Reproduce the data below line for line, without changing anything.

Stored data:
+---+

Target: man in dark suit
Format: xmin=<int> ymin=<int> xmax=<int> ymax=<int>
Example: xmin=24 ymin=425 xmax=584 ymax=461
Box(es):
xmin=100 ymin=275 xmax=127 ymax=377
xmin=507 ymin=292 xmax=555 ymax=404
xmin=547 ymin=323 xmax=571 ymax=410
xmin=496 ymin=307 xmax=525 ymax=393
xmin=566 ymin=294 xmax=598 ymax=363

+---+

The result:
Target: man in dark suit
Format: xmin=<int> ymin=<int> xmax=<int> ymax=<int>
Example: xmin=24 ymin=425 xmax=584 ymax=461
Box(es):
xmin=100 ymin=275 xmax=127 ymax=377
xmin=507 ymin=292 xmax=555 ymax=404
xmin=547 ymin=323 xmax=571 ymax=410
xmin=496 ymin=307 xmax=525 ymax=393
xmin=566 ymin=294 xmax=598 ymax=363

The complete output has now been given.